**Excerpt provided:**

— start —

Much to my surprise and
delight, one of the newest and
most interesting of America's
new music distributors does
its business from the confines
of Fort Collins, Colorado. The
company I refer to is called
Aeon Imports and has been in
existence for about three
years now, under the direction
of Kent Hotchkiss. Its inception was due to a decided lack
of progressive music outlets in
the midwestern states. Aeon
carries a great deal of European music, mostly in the
experimental category, and
with the current surge of
interest in this kind of music
has grown to serve on a world
wide mail order basis. Aeon's
roster includes the works of
several artists working in the
field of "Modern Classical"

— end —

**Raw records:**
— start —

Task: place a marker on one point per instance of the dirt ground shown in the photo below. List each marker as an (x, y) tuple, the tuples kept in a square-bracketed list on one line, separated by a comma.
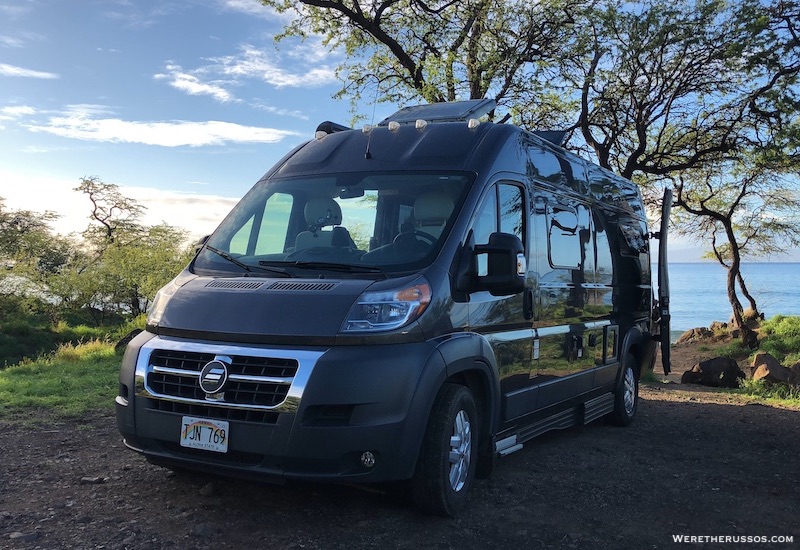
[(695, 462)]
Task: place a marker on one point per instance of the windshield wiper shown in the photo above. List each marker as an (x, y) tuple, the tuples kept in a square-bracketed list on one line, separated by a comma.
[(246, 267), (346, 268)]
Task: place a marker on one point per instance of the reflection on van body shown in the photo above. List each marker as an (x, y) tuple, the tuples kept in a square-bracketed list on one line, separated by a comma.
[(403, 303)]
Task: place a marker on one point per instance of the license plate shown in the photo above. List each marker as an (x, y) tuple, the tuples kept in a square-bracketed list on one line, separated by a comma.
[(205, 434)]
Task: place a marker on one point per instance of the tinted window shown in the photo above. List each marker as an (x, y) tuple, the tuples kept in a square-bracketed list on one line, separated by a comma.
[(564, 246)]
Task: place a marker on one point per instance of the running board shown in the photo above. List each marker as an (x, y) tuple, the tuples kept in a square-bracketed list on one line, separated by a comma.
[(506, 446), (581, 414), (598, 407)]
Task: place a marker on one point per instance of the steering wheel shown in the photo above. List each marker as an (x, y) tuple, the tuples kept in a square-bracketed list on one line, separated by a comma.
[(410, 238)]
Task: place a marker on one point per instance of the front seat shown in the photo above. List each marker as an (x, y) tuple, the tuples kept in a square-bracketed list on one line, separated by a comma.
[(431, 212), (322, 212)]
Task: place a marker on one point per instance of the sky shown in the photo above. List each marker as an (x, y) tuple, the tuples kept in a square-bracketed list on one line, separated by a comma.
[(182, 104)]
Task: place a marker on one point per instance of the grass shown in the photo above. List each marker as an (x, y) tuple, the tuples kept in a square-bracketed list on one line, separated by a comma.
[(73, 380), (771, 393), (780, 337)]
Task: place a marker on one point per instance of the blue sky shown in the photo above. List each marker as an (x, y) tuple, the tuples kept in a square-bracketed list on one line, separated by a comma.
[(184, 105)]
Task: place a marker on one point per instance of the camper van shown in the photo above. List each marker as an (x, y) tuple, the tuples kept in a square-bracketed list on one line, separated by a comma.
[(405, 302)]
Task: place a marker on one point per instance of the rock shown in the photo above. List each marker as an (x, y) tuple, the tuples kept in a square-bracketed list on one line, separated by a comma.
[(24, 537), (719, 372), (694, 334), (92, 480), (718, 326), (203, 530), (769, 369)]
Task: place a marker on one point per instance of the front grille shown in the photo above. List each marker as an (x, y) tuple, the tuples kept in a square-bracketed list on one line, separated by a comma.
[(258, 382)]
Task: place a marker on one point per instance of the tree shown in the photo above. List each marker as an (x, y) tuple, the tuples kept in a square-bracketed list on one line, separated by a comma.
[(122, 262), (114, 212), (744, 209), (659, 88), (667, 87), (399, 50)]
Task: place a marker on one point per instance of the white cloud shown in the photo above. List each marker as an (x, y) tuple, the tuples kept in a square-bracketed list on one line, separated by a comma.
[(12, 70), (252, 7), (192, 85), (11, 42), (253, 63), (12, 112), (197, 214), (79, 125), (278, 111)]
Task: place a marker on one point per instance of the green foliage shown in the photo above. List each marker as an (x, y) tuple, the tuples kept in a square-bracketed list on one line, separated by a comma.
[(72, 381), (771, 392), (780, 337), (408, 51)]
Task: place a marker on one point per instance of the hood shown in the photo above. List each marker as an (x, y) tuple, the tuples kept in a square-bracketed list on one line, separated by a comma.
[(260, 310)]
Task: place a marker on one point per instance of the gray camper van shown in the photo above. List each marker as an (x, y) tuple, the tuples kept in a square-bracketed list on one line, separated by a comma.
[(405, 302)]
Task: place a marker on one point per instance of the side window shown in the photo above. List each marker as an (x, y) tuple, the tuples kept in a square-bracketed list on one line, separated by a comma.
[(604, 270), (564, 246), (486, 221), (511, 210), (502, 210)]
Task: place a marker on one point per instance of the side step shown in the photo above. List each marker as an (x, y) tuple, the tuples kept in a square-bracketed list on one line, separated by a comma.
[(581, 414)]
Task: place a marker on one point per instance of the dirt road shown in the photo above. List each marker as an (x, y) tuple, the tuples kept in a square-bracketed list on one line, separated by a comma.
[(694, 463)]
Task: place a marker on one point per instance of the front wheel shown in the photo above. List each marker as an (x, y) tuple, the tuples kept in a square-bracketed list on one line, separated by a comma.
[(446, 465), (626, 398)]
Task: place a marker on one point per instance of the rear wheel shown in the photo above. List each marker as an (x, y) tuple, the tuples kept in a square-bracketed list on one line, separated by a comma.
[(446, 465), (626, 398)]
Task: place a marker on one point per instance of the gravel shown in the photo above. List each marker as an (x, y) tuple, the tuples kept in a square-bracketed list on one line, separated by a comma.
[(694, 462)]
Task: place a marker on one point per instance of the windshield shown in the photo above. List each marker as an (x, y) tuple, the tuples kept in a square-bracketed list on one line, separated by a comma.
[(348, 223)]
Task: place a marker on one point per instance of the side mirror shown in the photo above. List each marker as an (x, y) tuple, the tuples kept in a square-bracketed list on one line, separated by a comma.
[(500, 266)]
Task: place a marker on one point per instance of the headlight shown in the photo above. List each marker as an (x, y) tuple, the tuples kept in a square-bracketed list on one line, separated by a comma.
[(388, 309), (163, 296)]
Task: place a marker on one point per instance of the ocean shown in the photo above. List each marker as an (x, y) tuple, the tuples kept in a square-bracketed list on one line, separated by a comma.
[(698, 295)]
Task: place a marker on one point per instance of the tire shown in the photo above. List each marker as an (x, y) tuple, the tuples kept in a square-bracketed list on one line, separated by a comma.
[(446, 465), (626, 398)]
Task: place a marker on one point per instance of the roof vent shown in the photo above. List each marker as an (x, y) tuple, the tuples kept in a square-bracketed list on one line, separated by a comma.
[(235, 284), (455, 111), (302, 287)]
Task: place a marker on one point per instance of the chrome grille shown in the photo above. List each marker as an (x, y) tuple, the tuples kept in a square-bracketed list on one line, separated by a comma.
[(252, 381)]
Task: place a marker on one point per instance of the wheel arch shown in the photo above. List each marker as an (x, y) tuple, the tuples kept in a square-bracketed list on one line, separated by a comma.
[(466, 359)]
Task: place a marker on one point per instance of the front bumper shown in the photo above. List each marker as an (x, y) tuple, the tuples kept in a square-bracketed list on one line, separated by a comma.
[(342, 402)]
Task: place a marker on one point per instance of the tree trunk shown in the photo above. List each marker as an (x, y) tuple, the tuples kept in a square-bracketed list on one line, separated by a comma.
[(747, 295)]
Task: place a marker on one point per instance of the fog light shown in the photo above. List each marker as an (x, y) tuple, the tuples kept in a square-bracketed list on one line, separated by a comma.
[(367, 459)]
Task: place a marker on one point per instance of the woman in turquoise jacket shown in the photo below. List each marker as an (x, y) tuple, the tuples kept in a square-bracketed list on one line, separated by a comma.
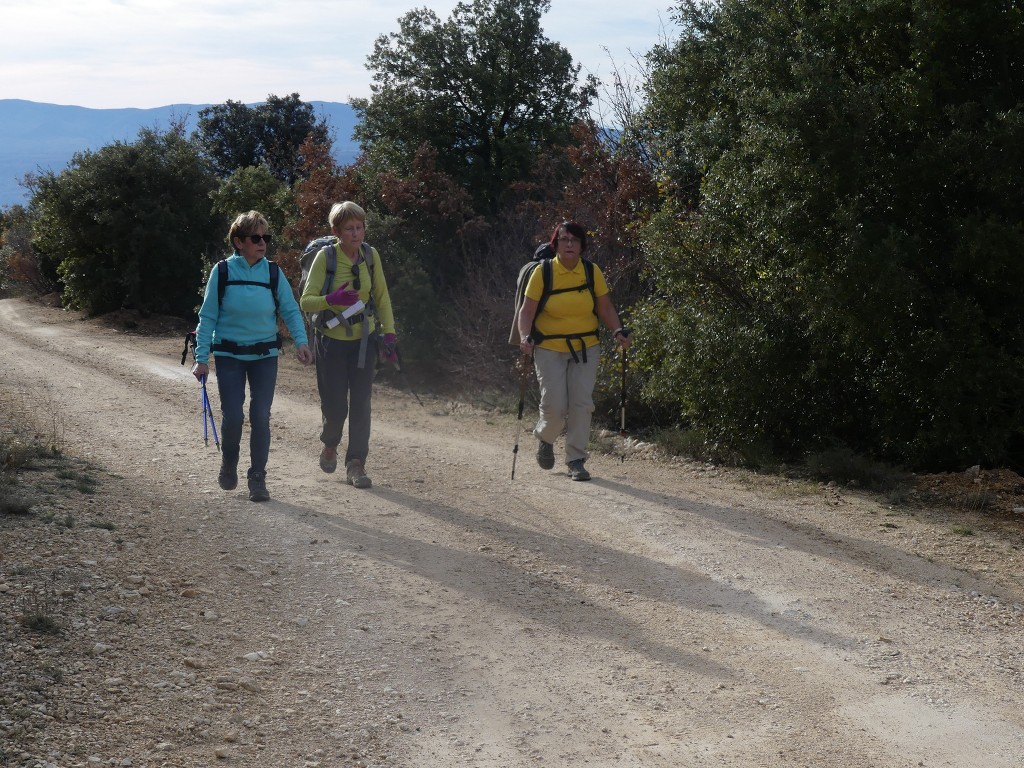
[(238, 323)]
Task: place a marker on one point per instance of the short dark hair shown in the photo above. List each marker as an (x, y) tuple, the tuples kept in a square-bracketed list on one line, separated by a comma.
[(572, 228)]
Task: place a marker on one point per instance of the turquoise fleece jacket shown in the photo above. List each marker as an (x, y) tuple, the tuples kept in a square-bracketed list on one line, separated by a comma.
[(247, 314)]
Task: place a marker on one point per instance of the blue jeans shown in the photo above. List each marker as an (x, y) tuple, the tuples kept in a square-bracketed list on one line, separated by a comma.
[(231, 377)]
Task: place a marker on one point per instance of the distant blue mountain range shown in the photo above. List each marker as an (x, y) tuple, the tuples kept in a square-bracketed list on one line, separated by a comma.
[(44, 137)]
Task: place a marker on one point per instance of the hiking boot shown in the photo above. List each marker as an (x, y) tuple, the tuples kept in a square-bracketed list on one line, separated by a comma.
[(329, 459), (227, 478), (578, 471), (257, 486), (355, 475), (546, 455)]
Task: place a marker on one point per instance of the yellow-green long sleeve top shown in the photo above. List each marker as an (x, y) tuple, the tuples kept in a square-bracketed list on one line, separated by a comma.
[(312, 301)]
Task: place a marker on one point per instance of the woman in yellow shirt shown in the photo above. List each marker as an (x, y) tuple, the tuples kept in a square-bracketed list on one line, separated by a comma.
[(562, 339), (346, 350)]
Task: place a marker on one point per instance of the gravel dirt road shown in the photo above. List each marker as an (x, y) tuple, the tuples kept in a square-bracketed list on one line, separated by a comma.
[(667, 613)]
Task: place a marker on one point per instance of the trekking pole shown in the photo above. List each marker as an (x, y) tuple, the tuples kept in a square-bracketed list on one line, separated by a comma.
[(622, 401), (208, 414), (524, 364), (189, 344), (401, 370)]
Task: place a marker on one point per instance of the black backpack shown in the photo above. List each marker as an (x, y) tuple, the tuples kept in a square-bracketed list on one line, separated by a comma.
[(543, 257), (222, 284)]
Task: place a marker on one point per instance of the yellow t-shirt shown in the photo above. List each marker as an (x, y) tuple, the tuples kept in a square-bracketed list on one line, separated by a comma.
[(568, 312)]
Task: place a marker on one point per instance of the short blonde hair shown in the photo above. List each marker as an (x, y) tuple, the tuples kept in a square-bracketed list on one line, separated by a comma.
[(245, 224), (342, 212)]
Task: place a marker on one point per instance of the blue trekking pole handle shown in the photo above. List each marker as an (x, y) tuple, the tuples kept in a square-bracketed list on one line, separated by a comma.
[(203, 402)]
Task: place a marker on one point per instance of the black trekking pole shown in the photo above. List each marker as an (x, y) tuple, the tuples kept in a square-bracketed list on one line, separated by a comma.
[(622, 401), (208, 415), (401, 370), (189, 344), (524, 366)]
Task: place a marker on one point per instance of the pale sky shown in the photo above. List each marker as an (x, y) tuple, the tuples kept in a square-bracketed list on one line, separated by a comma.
[(144, 53)]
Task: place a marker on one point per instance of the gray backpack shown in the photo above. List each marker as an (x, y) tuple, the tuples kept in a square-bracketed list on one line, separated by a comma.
[(316, 321)]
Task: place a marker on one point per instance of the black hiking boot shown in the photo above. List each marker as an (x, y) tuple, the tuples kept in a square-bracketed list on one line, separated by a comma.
[(578, 471), (227, 478), (545, 455), (257, 486)]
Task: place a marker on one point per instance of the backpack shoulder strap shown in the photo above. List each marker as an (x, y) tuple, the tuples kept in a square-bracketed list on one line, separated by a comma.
[(368, 256), (588, 268), (331, 267), (274, 279), (221, 281), (547, 280)]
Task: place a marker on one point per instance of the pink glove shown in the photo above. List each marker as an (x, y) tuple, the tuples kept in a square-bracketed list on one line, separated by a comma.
[(344, 296), (390, 353)]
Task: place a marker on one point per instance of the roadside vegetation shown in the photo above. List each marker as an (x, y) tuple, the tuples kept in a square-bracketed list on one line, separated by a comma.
[(809, 215)]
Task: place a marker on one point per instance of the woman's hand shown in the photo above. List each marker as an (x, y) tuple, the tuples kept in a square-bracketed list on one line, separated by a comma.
[(390, 348), (622, 335), (344, 296)]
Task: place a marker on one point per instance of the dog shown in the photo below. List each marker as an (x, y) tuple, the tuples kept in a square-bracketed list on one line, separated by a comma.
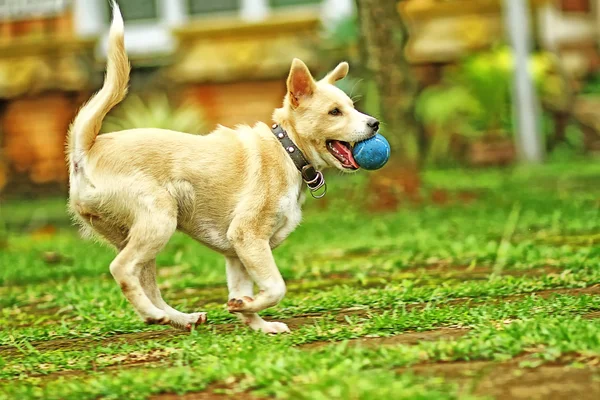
[(237, 191)]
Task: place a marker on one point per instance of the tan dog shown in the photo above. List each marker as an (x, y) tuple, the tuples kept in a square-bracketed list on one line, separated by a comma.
[(236, 191)]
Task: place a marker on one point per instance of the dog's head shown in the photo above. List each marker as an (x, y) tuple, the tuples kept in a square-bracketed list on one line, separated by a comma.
[(325, 123)]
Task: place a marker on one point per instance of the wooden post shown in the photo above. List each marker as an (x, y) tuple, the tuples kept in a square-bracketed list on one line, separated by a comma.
[(526, 107)]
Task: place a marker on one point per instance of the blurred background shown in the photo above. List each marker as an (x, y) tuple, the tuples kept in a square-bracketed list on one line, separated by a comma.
[(438, 73)]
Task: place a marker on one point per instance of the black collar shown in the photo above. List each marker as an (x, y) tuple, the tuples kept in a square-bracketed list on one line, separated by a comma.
[(314, 179)]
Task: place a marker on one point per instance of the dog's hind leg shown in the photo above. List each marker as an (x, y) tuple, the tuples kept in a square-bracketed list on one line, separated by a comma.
[(176, 319), (150, 232), (241, 288)]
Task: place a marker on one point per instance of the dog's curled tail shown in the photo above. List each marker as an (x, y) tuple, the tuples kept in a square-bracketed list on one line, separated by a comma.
[(87, 123)]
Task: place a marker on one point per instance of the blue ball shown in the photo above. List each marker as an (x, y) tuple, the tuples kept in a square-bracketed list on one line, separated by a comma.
[(372, 153)]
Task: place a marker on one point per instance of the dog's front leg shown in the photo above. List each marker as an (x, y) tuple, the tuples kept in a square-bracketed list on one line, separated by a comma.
[(255, 254), (241, 287)]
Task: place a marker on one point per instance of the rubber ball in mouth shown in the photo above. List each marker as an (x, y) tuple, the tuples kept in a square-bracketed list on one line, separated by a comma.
[(373, 153)]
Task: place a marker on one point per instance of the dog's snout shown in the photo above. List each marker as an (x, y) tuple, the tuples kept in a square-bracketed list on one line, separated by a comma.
[(373, 124)]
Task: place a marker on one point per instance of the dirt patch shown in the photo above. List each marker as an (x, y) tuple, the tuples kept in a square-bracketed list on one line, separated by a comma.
[(508, 380), (86, 342), (406, 338), (293, 322), (217, 295)]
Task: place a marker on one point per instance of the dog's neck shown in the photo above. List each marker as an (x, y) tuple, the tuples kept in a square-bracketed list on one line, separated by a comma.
[(309, 153), (311, 175)]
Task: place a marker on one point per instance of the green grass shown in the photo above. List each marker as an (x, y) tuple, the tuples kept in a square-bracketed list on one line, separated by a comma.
[(513, 271)]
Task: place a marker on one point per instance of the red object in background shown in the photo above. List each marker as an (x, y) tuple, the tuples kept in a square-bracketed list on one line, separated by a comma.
[(578, 6)]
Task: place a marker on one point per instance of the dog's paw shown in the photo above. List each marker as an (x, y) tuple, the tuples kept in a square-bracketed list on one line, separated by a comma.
[(195, 319), (187, 321), (162, 320), (270, 327), (239, 305)]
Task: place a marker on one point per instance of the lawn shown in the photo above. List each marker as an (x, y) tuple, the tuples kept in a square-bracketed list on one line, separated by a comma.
[(485, 287)]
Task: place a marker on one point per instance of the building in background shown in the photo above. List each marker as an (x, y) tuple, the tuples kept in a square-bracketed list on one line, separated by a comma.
[(230, 57)]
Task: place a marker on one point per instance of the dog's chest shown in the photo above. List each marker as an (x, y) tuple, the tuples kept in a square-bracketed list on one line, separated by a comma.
[(289, 216)]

— end —

**Task description:** Using the excerpt about Aeon Imports, decide whether each statement agrees with it: (a) Aeon Imports runs its business from Fort Collins, Colorado; (b) Aeon Imports has existed for about ten years; (c) Aeon Imports was started because the midwestern states lacked progressive music outlets. Answer yes or no for each and quote the deciding words.

**Response:**
(a) Yes: "does its business from the confines of Fort Collins, Colorado"
(b) No: "has been in existence for about three years now"
(c) Yes: "Its inception was due to a decided lack of progressive music outlets in the midwestern states"